### Items from a data source
::::::

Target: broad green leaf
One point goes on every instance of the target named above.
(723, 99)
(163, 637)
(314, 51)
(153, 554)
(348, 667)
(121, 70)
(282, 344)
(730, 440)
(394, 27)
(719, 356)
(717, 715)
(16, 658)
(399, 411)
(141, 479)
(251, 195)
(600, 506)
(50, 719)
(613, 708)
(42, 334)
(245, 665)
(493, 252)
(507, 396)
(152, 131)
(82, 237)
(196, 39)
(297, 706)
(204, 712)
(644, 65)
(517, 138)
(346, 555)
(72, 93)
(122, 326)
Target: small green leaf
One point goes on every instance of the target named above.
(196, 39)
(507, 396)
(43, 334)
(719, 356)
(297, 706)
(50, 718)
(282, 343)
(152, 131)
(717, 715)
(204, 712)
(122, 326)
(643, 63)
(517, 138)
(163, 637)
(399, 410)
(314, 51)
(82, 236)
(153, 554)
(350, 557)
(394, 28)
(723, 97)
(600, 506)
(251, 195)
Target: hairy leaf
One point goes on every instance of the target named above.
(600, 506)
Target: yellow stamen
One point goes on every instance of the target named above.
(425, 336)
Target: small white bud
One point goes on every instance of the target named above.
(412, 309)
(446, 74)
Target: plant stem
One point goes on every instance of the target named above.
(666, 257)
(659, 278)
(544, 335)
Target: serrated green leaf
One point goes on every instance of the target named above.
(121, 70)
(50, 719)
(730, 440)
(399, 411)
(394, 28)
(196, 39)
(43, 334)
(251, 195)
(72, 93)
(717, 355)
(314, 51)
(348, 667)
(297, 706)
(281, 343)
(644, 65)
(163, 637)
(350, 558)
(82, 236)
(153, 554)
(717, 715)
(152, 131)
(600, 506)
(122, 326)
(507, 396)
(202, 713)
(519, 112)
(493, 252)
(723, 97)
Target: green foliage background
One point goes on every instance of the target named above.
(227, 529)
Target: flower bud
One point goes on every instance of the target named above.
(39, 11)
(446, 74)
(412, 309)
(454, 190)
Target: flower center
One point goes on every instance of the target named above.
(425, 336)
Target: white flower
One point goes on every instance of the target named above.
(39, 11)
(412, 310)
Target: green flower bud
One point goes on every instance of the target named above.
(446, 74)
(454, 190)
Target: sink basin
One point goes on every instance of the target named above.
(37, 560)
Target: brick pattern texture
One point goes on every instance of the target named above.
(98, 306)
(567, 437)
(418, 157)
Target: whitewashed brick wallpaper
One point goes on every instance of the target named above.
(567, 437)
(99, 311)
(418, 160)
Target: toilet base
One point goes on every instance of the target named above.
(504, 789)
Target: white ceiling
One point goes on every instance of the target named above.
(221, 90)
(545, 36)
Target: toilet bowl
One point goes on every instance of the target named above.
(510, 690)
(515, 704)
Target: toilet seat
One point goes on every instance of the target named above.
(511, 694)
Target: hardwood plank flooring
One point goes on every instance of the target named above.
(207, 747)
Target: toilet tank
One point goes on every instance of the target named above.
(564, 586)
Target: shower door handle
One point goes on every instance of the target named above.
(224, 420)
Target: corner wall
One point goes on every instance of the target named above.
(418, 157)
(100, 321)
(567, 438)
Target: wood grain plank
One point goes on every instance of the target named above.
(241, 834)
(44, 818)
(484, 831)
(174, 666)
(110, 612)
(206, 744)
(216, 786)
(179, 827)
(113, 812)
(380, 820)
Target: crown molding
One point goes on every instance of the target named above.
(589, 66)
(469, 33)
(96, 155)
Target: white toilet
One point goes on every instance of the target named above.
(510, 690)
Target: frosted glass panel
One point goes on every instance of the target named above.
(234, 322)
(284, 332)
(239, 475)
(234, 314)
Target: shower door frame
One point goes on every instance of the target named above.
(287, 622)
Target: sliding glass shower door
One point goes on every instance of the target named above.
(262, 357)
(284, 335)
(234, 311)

::::::

### Exercise instructions
Copy all lines from the data that hold the word "leaf".

### Your response
Target: broad green leaf
Target: small green leaf
Target: hairy leaf
Target: serrated green leaf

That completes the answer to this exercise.